TEXTE DE LECTURE –
━━━━━━━━━━━━━━━━━━━━

Nous ne devons jamais oublier qu’avant d’être des entrepreneurs, nous sommes des citoyens.
Depuis quelques jours, la rumeur persiste et enfle : de nombreuses entreprises mettraient en place de faux dispositifs de chômage partiel, c’est-à-dire qu’elles déclareraient leur salarié au chômage tout en demandant audit salarié de continuer à travailler normalement.
Le même bruit, peu glorieux, circule quant à une utilisation abusive des « PGE », prêts à 0 % garantis par l’État, qui ne serviraient pas tous à renflouer des caisses se vidant dangereusement et dont certains serviraient soit à rembourser des prêts contractés plus tôt à des taux évidemment supérieurs, soit carrément à être placés sur des comptes afin de percevoir quelques intérêts.
Avant toute chose, je voudrais que l’on évite, sans y croire vraiment, que l’on fasse de ces cas une généralité. La situation économique est catastrophique, de très nombreux secteurs sont complètement à l’arrêt ou en tout cas très largement impactés, et sans ces aides de l’État des milliers d’entreprises déposeraient le bilan dans les jours que nous vivons. Certains ne s’en relèveront d’ailleurs pas, quoi qu’en dise le chef de l’État.
Je rêverais aussi, là encore c’est un vœu pieux, que l’on ne fasse pas d’amalgames : même si je ne me retrouve pas dans ces comportements, il ne s’agit pas pour les dirigeants qui en sont coupables de s’enrichir personnellement, mais de protéger leur entreprise et les emplois qui vont avec. Nous avons trop souvent tendance à confondre le portefeuille des patrons avec celui de leur boîte lorsque l’on traite ce genre de sujets, évitons de le faire cette fois.
Une fois ces précautions prises, je ne peux qu’exprimer mon désarroi ou mon incompréhension. Nous, entrepreneurs, devons absolument lancer et soutenir un appel à la responsabilité. Je ne juge pas, je souligne en revanche l’importance de nos décisions et de nos actes en ces temps agités.
Nous devons évidemment tout faire pour protéger nos activités, nos organisations humaines, nos emplois. Mais nous devons le faire avec discernement, avec un sens exemplaire de la responsabilité et le respect des valeurs que sont les nôtres, et qu’il serait trop facile d’afficher quand tout va bien et d’oublier en « temps de guerre ».
Oui, diriger une entreprise implique une responsabilité sociale et sociétale très forte. Et, oui, celle-ci est parfois trop lourde pour les simples humains que nous hommes, souvent trop peu formés à cela. Mais c’est ainsi. Et les enjeux sociétaux qui se profilent, dont j’ai l’intime conviction, très ancrée en moi, que l’entreprise sera l’acteur clé, ne viendront pas apaiser nos tourments. Nous devrons être de plus en plus responsables.

━━━━━━━━━━━━━━━━━━━━

DONNÉES ENREGISTRÉES –
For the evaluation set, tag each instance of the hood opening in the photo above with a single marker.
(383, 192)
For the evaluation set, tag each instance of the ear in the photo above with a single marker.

━━━━━━━━━━━━━━━━━━━━

ÉNONCÉ A – Recopiez fidèlement le passage du texte sur la responsabilité des entrepreneurs qui commence aux mots « Je rêverais aussi, là » et se termine après les mots « ces temps agités. ».
ÉNONCÉ B – Dans le texte sur la responsabilité des entrepreneurs, que désigne le sigle « PGE » ?
ÉNONCÉ C – Rédigez la suite du texte sur la responsabilité des entrepreneurs à partir de sa dernière phrase.
Le listing constitue un matériau distinct du texte sur la responsabilité des entrepreneurs.

RÉPONSE À L'EXERCICE A –
Je rêverais aussi, là encore c’est un vœu pieux, que l’on ne fasse pas d’amalgames : même si je ne me retrouve pas dans ces comportements, il ne s’agit pas pour les dirigeants qui en sont coupables de s’enrichir personnellement, mais de protéger leur entreprise et les emplois qui vont avec. Nous avons trop souvent tendance à confondre le portefeuille des patrons avec celui de leur boîte lorsque l’on traite ce genre de sujets, évitons de le faire cette fois.
Une fois ces précautions prises, je ne peux qu’exprimer mon désarroi ou mon incompréhension. Nous, entrepreneurs, devons absolument lancer et soutenir un appel à la responsabilité. Je ne juge pas, je souligne en revanche l’importance de nos décisions et de nos actes en ces temps agités.

RÉPONSE À L'EXERCICE B – Des prêts à 0 % garantis par l'État.

RÉPONSE À L'EXERCICE C –
Prenons l’argent dont nous avons besoin pour sauver nos entreprises et leur garantir la possibilité d’un avenir. Mais ne trichons pas. Tricher serait mettre plus à mal encore un système au bord du gouffre. Tricher serait menacer un peu plus des pans entiers de l’économie qui sont en très grande souffrance. Solliciter des aides si l’on n’en a pas besoin alors que tant d’autres ne survivront pas sans elles, c’est encore plus invraisemblable que d’acheter dix paquets de douze rouleaux de papier toilette au supermarché. Faisons du chômage partiel, si nos salariés sont vraiment au chômage partiel, c’est-à-dire si nous avons perdu du chiffre d’affaires et eux du travail. Profitons des prêts garantis par l’État pour maintenir des niveaux de trésorerie qui ne provoqueront pas un infarctus à notre banquier. Ne bloquons aucun paiement fournisseur, à moins d’en être absolument obligés, auquel cas nous devons les prévenir le plus tôt possible… Mettons en place toutes les mesures auxquelles nous avons droit, si elles sont justifiées et nécessaires. C’est ce que font 95 % des entreprises, j’en ai la certitude. Ces 95 % là doivent s’adresser aux autres, leur lancer cet appel.
Nous avons peur. Peur de ne pas savoir quand ni comment « ça » repartira, ni même si ça repartira. Nous avons moins de visibilité que jamais et savons en revanche d’ores et déjà que nous devrons nous battre pour sauver ce qui peut être sauvé. Les peurs sont logiques, les appréhensions évidentes. J’ai peur, moi aussi. Les notions de discernement, de bien commun, d’engagement, de responsabilité, n’ont pour ces raisons jamais été aussi importantes que maintenant.
Encore une fois, je ne juge pas, je rappelle l’importance de chacune de nos décisions. C’est dans ces temps tumultueux que nous devons afficher nos valeurs. Le pays en a besoin, le monde en a besoin. Parce que nous ne devons jamais oublier qu’avant d’être des entrepreneurs, nous sommes des citoyens.